(GOAL OF THE EXERCISE): Copy the listing below word for word, from the first line to the last.

(EXTRACTED DATA):
# # # # #
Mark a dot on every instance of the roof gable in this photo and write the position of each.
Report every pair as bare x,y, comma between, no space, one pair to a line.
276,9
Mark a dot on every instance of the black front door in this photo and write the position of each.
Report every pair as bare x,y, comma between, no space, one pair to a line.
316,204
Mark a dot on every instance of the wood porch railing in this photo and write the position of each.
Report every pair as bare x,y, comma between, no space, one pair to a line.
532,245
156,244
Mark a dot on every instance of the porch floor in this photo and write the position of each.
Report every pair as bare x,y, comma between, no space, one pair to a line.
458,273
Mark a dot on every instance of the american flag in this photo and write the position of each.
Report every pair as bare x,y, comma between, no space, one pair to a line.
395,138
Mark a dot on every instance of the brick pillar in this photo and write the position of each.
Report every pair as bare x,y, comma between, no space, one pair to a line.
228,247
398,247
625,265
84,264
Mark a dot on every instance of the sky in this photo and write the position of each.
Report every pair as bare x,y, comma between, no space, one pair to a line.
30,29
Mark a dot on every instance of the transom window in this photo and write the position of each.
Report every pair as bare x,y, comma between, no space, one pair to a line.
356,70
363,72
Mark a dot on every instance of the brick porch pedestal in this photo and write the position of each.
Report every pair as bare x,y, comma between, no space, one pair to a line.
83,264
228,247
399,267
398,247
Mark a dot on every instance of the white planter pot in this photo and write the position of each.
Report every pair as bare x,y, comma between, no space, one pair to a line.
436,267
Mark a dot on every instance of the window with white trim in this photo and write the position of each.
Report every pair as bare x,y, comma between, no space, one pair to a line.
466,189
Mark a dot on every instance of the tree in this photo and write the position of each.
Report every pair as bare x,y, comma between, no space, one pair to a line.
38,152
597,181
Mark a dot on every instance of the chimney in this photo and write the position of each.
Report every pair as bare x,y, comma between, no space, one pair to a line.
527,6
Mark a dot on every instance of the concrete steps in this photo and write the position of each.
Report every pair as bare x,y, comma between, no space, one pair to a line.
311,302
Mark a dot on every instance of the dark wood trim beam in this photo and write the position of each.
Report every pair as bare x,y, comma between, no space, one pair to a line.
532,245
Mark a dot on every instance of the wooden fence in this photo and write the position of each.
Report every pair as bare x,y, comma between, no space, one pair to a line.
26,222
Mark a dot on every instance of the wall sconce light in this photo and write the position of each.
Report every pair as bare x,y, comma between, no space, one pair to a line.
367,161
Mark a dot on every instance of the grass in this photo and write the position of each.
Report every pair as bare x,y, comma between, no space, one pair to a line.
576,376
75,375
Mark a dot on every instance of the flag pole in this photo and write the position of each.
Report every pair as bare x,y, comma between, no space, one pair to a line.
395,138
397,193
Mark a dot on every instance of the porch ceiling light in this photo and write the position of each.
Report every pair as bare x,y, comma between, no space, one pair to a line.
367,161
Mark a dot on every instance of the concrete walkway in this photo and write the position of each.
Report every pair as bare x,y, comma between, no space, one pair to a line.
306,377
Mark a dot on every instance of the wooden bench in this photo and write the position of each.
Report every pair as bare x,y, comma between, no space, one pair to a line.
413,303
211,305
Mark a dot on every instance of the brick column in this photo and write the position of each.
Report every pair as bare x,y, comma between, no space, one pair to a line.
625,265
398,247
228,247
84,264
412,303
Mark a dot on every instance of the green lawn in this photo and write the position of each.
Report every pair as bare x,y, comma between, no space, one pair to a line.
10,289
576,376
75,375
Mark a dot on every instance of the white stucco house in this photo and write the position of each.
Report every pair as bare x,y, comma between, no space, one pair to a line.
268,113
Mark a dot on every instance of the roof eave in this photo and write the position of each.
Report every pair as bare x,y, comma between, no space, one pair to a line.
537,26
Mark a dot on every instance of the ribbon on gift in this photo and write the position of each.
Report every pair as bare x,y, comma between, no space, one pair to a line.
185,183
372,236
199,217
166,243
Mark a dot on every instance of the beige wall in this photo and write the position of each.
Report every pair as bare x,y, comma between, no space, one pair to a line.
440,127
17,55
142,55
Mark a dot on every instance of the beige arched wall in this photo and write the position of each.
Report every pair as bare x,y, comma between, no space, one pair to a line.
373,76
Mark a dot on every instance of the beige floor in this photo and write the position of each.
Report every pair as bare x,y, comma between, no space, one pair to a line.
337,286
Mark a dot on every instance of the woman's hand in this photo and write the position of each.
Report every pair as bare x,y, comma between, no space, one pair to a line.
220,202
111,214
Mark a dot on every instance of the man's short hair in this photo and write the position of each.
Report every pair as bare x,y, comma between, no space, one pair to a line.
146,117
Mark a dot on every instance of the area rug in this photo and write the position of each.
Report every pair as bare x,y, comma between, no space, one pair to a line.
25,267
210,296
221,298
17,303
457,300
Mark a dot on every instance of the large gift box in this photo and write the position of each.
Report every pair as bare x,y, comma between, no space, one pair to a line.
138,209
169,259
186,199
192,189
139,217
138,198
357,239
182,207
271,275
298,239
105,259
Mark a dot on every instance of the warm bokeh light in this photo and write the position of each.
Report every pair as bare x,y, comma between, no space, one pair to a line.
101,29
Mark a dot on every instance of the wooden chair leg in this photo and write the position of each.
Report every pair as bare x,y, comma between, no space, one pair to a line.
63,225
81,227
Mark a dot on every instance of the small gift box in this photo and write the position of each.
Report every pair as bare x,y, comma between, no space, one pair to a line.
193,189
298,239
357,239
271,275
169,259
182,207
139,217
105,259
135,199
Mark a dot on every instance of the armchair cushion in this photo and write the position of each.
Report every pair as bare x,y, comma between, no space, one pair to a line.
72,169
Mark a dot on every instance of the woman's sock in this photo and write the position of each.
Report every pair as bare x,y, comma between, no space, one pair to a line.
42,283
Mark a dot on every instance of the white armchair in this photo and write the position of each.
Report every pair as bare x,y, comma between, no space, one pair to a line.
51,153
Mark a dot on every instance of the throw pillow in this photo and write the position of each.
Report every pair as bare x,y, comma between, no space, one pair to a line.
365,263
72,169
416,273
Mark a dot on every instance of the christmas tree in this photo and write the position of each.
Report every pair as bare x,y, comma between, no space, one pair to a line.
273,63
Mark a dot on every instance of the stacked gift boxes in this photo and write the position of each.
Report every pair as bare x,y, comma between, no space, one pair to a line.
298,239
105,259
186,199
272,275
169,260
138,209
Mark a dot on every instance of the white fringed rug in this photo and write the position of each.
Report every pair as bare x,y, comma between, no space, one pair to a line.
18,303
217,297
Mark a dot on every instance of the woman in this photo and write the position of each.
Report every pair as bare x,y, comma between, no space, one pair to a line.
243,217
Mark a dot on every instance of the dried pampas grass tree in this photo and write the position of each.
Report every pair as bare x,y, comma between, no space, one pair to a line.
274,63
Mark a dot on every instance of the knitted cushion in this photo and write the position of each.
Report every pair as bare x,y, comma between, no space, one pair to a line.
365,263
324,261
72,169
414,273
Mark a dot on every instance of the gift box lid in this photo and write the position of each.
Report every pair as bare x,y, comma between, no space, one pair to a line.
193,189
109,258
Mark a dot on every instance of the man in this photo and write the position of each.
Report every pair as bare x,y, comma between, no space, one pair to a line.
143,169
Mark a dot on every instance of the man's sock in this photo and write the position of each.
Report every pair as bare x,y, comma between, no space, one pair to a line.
# # # # #
(EXERCISE RESULT):
Mark a dot on every instance of the roof gable in this photo and write the position of each.
Report every pair as bare x,y, comma between, no space, one pair to a line.
276,9
Mark a dot on every instance of the black front door in this photo and write the position of each.
Report every pair as bare x,y, comma between, no space, one pair to a line.
316,204
Mark a dot on every instance of the wood porch railing in this photo and write the position of each.
Report every pair as bare x,y, comma between, no space, one pair to a line.
532,245
156,244
Mark a dot on every instance of the porch floor in this photo and write the position of each.
Report every pair as bare x,y, comma between, no space, one pair to a line.
458,273
Mark a dot on every instance of the american flag in this photo and write the position of each.
Report every pair as bare x,y, comma between, no space, one pair to a line.
395,138
Mark a dot on every instance of the brick pillar in this photo and write the position of each.
Report every pair as bare x,y, comma between, no space, one pair to a line.
228,247
398,247
625,265
84,264
Mark a dot on every instance of the sky in this photo and write the position of each.
Report every pair as bare x,y, comma between, no space, one pair to a line.
30,29
Mark a dot on every instance of the transom window in this photo and write the position of each.
Report every pair as bare x,y, comma between, no space, one pair to a line.
356,70
363,72
Mark a dot on every instance of the brick porch pedestal in this photo and write the position of each.
Report every pair as bare x,y, comma between, no space, one pair to a line.
83,264
228,247
399,267
398,247
Mark a dot on every instance of the white planter pot in this photo and write the position of each.
Report every pair as bare x,y, comma between, no space, one pair to a line.
436,267
Mark a dot on every instance of the window with white trim in this photo and write the position of each.
Report every pair as bare x,y, comma between, no space, one pair to a line.
466,189
Mark a dot on every instance of the tree in this photo and write the position of each.
Report every pair as bare x,y, comma between, no space, one pair to a line.
38,152
597,181
Mark a dot on every instance of the chimney in this photo and write the position of each.
Report every pair as bare x,y, comma between, no space, one pair to a line.
527,6
Mark a dot on every instance of the concrete steps in this photo and write the position of each.
Report every pair as bare x,y, comma between, no space, one pair to a line.
311,302
Mark a dot on every instance of the dark wood trim beam in this photo and write the position of each.
Report every pair as bare x,y, comma between, no space, one pair to a line.
532,245
Mark a dot on every instance of the wooden fence in this photo and write the position of each.
Report every pair as bare x,y, comma between, no space, one pair to a line.
26,222
Mark a dot on every instance of the wall sconce light in this photo and write the position of each.
Report every pair as bare x,y, comma between, no space, one pair to a line.
367,161
Mark a dot on every instance of the grass in this photo and write the position of each.
Report every pair as bare x,y, comma between, no space, one pair to a line.
576,376
75,375
Mark a dot on every instance of the flag pole in this photo and write the position of each.
Report every pair as bare x,y, comma between, no space, one pair to a line.
395,138
397,193
Mark a dot on every instance of the porch ceiling light in this photo and write the position of each.
Report every pair as bare x,y, comma between, no space, one pair to a line.
367,161
Mark a dot on every instance of the concrete walkway in this photo and write the position of each.
Report every pair as bare x,y, comma between, no space, one pair to a line.
306,377
Mark a dot on every instance of the wooden bench in this photo and write the position of each.
Report every pair as bare x,y, comma between, no space, one pair to a line.
413,303
211,305
Mark a dot on every instance of the brick column in this photo and write the position of each.
Report every pair as bare x,y, comma between, no space, one pair to a line.
625,265
398,247
228,247
84,264
412,303
Mark a dot on every instance of the green lawn in this photo and write the position of each.
Report every pair as bare x,y, comma between, no space, one pair to a line.
10,289
576,376
75,375
Mark a dot on every instance of the white stucco house in this photo and write the position of each.
Report every pair as bare x,y, comma between, no space, one pair to a line.
268,113
Mark a dot on every instance of the roof eave in this photo and write the position of each.
Report every pair as bare x,y, comma between, no space, one pair to a line.
537,26
Mark a dot on every instance of the ribbon on gift in this photo and write the position of each.
Report every pair as bare x,y, comma between, no space, one pair to a line.
185,183
372,236
199,217
166,243
Mark a dot on every instance of the beige wall in this photo and write the position of each.
Report every pair as bare x,y, comma between, no space, one pair to a line.
440,127
17,55
142,55
Mark a dot on every instance of the beige arched wall in this photo and write the position of each.
Report every pair as bare x,y, comma between, no space, one pair to a line.
373,76
Mark a dot on every instance of the beige floor in this photo and write the position of each.
Report every pair as bare x,y, comma between, no space, one pair to a line.
337,286
Mark a dot on every instance of the woman's hand in this photo and write the position of each.
Report every pair as bare x,y, comma between, no space, one pair to a line.
220,202
111,214
Mark a dot on every instance of the man's short hair in this photo and write the position of each.
Report every pair as bare x,y, comma between, no space, one pair to a line.
146,117
Mark a dot on every instance of the area rug in this photo and write the position of each.
Report every pair as bare x,y, comma between, no space, one pair to a line.
25,267
210,296
221,298
17,303
457,300
Mark a dot on every instance of the large gift box in this photo and write the position of each.
Report every pair as bare x,y, comma between, no space, one pair to a line.
138,209
169,259
186,199
192,189
139,217
138,198
357,239
182,207
271,275
298,239
105,259
Mark a dot on every instance of the warm bokeh light in this photo and write the position of each.
Report every pair as bare x,y, comma between, no space, one pair to a line.
101,29
Mark a dot on every instance of the wooden chair leg in this photo and write the position of each.
Report every pair as bare x,y, comma between, no space, one pair to a line.
63,225
81,227
Mark a dot on every instance of the small gift box in this photo and write the position of each.
Report every pair as bare x,y, comma between, no space, one pair to a line.
193,189
298,239
357,239
271,275
169,259
182,207
139,217
105,259
135,199
Mark a dot on every instance of the armchair cushion in this photo and write the position of each.
Report every pair as bare x,y, comma between, no space, one pair to a line.
72,169
Mark a dot on every instance of the woman's sock in this photo and write the position of each.
Report every pair as bare x,y, comma between, no space, one pair to a line.
42,283
Mark a dot on every instance of the white armchair in this photo and write the position of each.
Report every pair as bare x,y, comma between, no space, one pair to a line.
51,153
Mark a dot on every instance of the throw pillow in this photo and write the position of each.
Report every pair as bare x,y, comma between, no space, one pair to a line.
365,263
72,169
416,273
Mark a dot on every instance of the christmas tree in this photo and write the position of each.
Report every pair as bare x,y, comma between, no space, one pair to a line.
273,63
Mark a dot on every instance of the stacked gift boxes in this photo and write the position of each.
Report every pair as bare x,y, comma between, no space, one pair to a line.
298,239
105,259
186,199
272,275
169,260
138,209
Mark a dot on every instance of the white fringed rug in this photo and write the position of each.
Report every pair as bare x,y, comma between, no space, one pair to a line.
18,303
217,297
Mark a dot on every instance of the woman in this photo and write the position of each.
Report every pair as bare x,y, comma between, no space, one pair to a line.
243,217
Mark a dot on every instance of the dried pampas grass tree in this photo and write the position of each.
Report every pair as bare x,y, comma between, no space, one pair to a line.
274,63
Mark a dot on every instance of the knitted cushion in this photo and write the position of each.
Report every pair as bare x,y, comma between, no space, one pair to a line.
365,263
324,261
72,169
414,273
Mark a dot on every instance of the gift box lid in this photo and write the position of each.
Report every pair as bare x,y, comma between, no space, one pair to a line.
193,189
109,258
Mark a dot on every instance of the man in this photo and write the position of each.
Report every pair as bare x,y, comma between, no space, one pair to a line.
143,169
Mark a dot on every instance of the man's sock in this photo and write the position of each.
Report every pair as bare x,y, comma between, no space, one pair to a line.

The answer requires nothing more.